WHAT THE TASK ASKS →
Exclude the images and transcribe the entries below precisely.

DATASET →
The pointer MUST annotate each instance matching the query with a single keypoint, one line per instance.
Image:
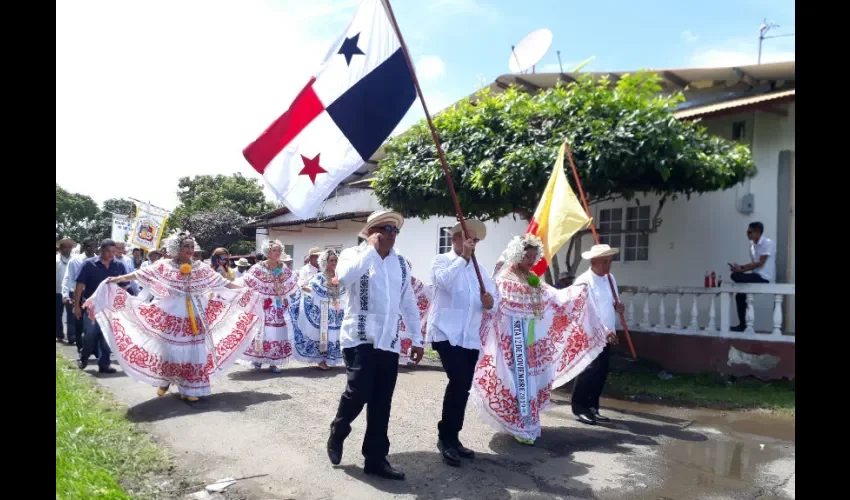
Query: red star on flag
(312, 168)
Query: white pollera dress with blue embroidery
(307, 320)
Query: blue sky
(181, 87)
(473, 38)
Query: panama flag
(558, 217)
(340, 118)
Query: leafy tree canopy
(501, 149)
(75, 214)
(220, 227)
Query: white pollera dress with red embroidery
(274, 345)
(154, 342)
(568, 336)
(424, 293)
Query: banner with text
(121, 227)
(148, 227)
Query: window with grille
(633, 245)
(610, 225)
(444, 240)
(636, 247)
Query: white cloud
(430, 68)
(743, 53)
(689, 37)
(471, 7)
(556, 68)
(149, 92)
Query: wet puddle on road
(713, 454)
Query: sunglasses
(388, 229)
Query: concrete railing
(707, 311)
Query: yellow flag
(559, 215)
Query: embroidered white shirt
(764, 246)
(379, 290)
(455, 313)
(601, 290)
(61, 267)
(307, 273)
(129, 267)
(69, 280)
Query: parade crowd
(503, 336)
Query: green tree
(243, 247)
(220, 227)
(75, 214)
(204, 193)
(501, 149)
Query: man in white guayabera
(454, 324)
(377, 281)
(589, 384)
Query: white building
(662, 268)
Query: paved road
(262, 423)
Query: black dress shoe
(465, 452)
(586, 418)
(598, 417)
(451, 456)
(334, 451)
(383, 469)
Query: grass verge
(99, 453)
(640, 381)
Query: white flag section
(121, 227)
(148, 227)
(340, 118)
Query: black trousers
(741, 298)
(589, 384)
(459, 364)
(60, 308)
(372, 375)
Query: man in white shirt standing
(62, 258)
(761, 269)
(589, 384)
(130, 266)
(311, 268)
(379, 289)
(454, 322)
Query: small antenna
(530, 50)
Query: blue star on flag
(349, 48)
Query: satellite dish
(530, 50)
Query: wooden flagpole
(434, 135)
(596, 238)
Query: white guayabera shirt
(601, 290)
(456, 311)
(379, 290)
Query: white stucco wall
(705, 233)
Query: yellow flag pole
(596, 238)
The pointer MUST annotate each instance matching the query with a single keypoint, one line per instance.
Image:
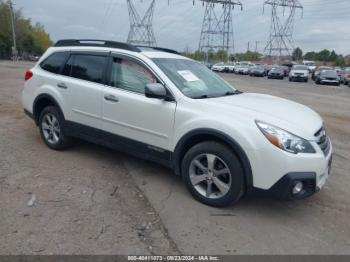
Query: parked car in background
(230, 67)
(311, 65)
(345, 77)
(33, 58)
(267, 68)
(318, 70)
(258, 70)
(276, 73)
(207, 64)
(243, 69)
(328, 77)
(299, 73)
(286, 69)
(219, 67)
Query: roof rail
(97, 43)
(158, 49)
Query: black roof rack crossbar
(96, 43)
(159, 49)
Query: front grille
(323, 141)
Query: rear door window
(55, 62)
(86, 67)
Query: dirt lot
(90, 200)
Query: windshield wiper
(231, 93)
(200, 97)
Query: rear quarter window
(86, 67)
(55, 62)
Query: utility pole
(281, 42)
(141, 30)
(14, 46)
(217, 28)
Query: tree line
(222, 56)
(31, 39)
(324, 56)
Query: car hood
(291, 116)
(299, 72)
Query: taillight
(28, 75)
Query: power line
(217, 28)
(14, 47)
(281, 42)
(141, 30)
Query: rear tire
(52, 129)
(213, 174)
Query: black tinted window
(67, 70)
(86, 67)
(54, 62)
(130, 76)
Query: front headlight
(285, 140)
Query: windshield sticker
(188, 75)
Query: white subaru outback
(158, 105)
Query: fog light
(298, 187)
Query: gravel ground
(90, 200)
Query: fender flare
(242, 156)
(38, 99)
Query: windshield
(300, 68)
(193, 79)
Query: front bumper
(279, 178)
(330, 82)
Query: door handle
(62, 85)
(111, 98)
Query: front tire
(213, 174)
(52, 129)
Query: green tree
(30, 39)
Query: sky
(324, 24)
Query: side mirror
(155, 90)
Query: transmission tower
(141, 30)
(217, 28)
(281, 41)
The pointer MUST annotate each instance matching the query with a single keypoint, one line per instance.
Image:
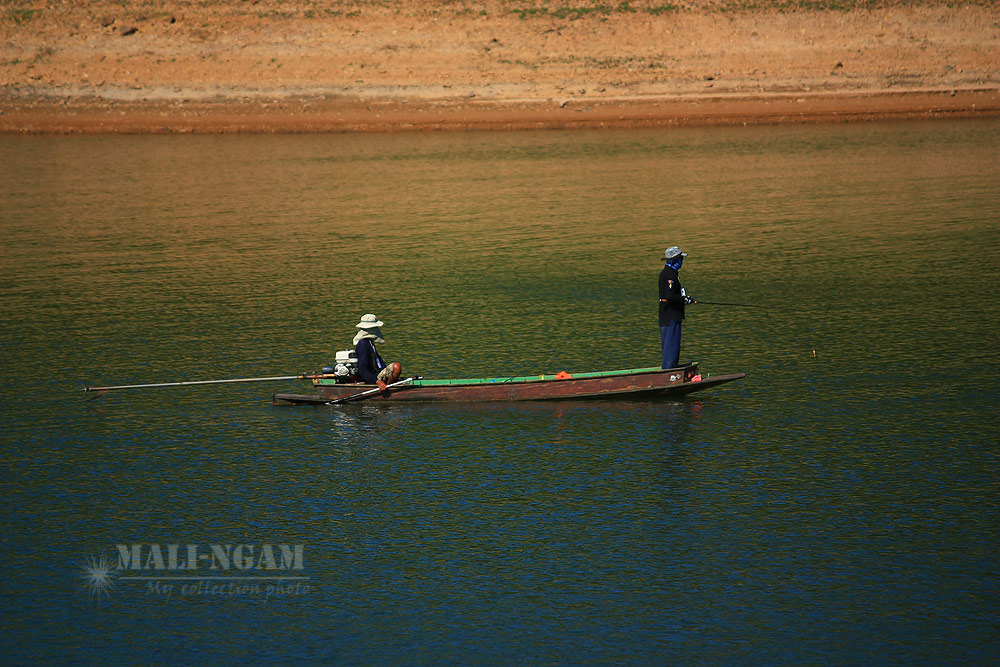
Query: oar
(304, 376)
(369, 392)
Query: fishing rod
(725, 303)
(303, 376)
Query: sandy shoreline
(272, 66)
(311, 114)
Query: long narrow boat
(628, 383)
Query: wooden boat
(629, 383)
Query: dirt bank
(351, 65)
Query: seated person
(371, 367)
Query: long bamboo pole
(303, 376)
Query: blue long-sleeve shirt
(369, 361)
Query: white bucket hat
(673, 251)
(369, 321)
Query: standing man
(672, 302)
(371, 366)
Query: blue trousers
(670, 339)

OUTPUT BELOW →
The pointer MUST annotate each instance matching the query with a single keypoint, one line per instance.
Image:
Query: red star on flag
(312, 168)
Query: white pollera dress with blue embroidery
(307, 320)
Query: blue sky
(181, 87)
(473, 38)
Query: panama flag
(558, 217)
(340, 118)
Query: leafy tree canopy
(501, 149)
(75, 214)
(220, 227)
Query: white pollera dress with red embroidery
(274, 345)
(154, 342)
(568, 336)
(424, 293)
Query: banner with text
(121, 227)
(148, 227)
Query: window with grille
(633, 245)
(610, 225)
(444, 240)
(636, 247)
Query: white cloud
(430, 68)
(743, 53)
(689, 37)
(471, 7)
(556, 68)
(149, 92)
Query: wet puddle on road
(713, 454)
Query: sunglasses
(388, 229)
Query: concrete railing
(707, 311)
Query: yellow flag
(559, 215)
Query: embroidered white shirt
(764, 246)
(379, 290)
(455, 313)
(601, 290)
(61, 267)
(307, 273)
(129, 267)
(69, 280)
Query: parade crowd
(503, 336)
Query: green tree
(243, 247)
(220, 227)
(75, 214)
(204, 193)
(501, 149)
Query: man in white guayabera
(454, 324)
(377, 281)
(589, 384)
Query: white building
(662, 268)
Query: paved road
(262, 423)
Query: black dress shoe
(465, 452)
(586, 418)
(598, 417)
(451, 456)
(334, 451)
(383, 469)
Query: grass verge
(99, 453)
(640, 381)
Query: white flag section
(121, 227)
(148, 227)
(340, 118)
Query: black trousers
(741, 298)
(589, 384)
(459, 364)
(60, 308)
(372, 375)
Query: man in white shirt standing
(62, 258)
(761, 269)
(589, 384)
(130, 266)
(311, 268)
(379, 289)
(454, 322)
Query: small antenna
(530, 50)
Query: blue star on flag
(349, 48)
Query: satellite dish
(530, 50)
Query: wooden flagpole
(434, 135)
(596, 238)
Query: white guayabera shirt
(601, 290)
(456, 311)
(379, 290)
Query: white stucco wall
(705, 233)
Query: yellow flag pole
(596, 238)
The pointer MUST annotate each instance matching the query with a single keypoint, one line per instance.
Image:
Query: parked car in background
(230, 67)
(311, 65)
(345, 77)
(33, 58)
(267, 68)
(318, 70)
(258, 70)
(276, 73)
(207, 64)
(243, 69)
(328, 77)
(299, 73)
(286, 69)
(219, 67)
Query: roof rail
(97, 43)
(158, 49)
Query: black roof rack crossbar
(96, 43)
(159, 49)
Query: front grille
(323, 141)
Query: rear door window
(55, 62)
(86, 67)
Query: dirt lot
(90, 200)
Query: windshield wiper
(231, 93)
(200, 97)
Query: rear quarter window
(86, 67)
(55, 62)
Query: utility pole
(281, 42)
(141, 30)
(14, 46)
(217, 28)
Query: tree line
(222, 56)
(31, 39)
(324, 56)
Query: car hood
(291, 116)
(299, 72)
Query: taillight
(28, 75)
Query: power line
(217, 28)
(14, 47)
(281, 42)
(141, 30)
Query: rear tire
(52, 129)
(213, 174)
Query: black tinted window
(67, 70)
(86, 67)
(54, 62)
(130, 76)
Query: front headlight
(285, 140)
Query: windshield sticker
(188, 75)
Query: white subaru outback
(158, 105)
Query: fog light
(298, 187)
Query: gravel ground
(90, 200)
Query: fender flare
(242, 156)
(38, 99)
Query: windshield
(300, 68)
(193, 79)
Query: front bumper
(279, 178)
(330, 82)
Query: door handle
(62, 85)
(111, 98)
Query: front tire
(213, 174)
(52, 129)
Query: green tree
(30, 39)
Query: sky
(324, 24)
Query: side mirror
(155, 90)
Query: transmission tower
(141, 30)
(217, 28)
(281, 41)
The pointer MUST annotate each instance matching the query with a single keypoint, one line per instance.
Image:
Query: oar
(304, 376)
(369, 392)
Query: fishing rod
(725, 303)
(303, 376)
Query: sandy shoreline
(272, 66)
(311, 114)
Query: long narrow boat
(628, 383)
Query: wooden boat
(629, 383)
Query: dirt bank
(351, 65)
Query: seated person
(371, 367)
Query: long bamboo pole
(303, 376)
Query: blue long-sleeve shirt
(369, 361)
Query: white bucket hat
(673, 251)
(369, 321)
Query: standing man
(672, 302)
(371, 366)
Query: blue trousers
(670, 339)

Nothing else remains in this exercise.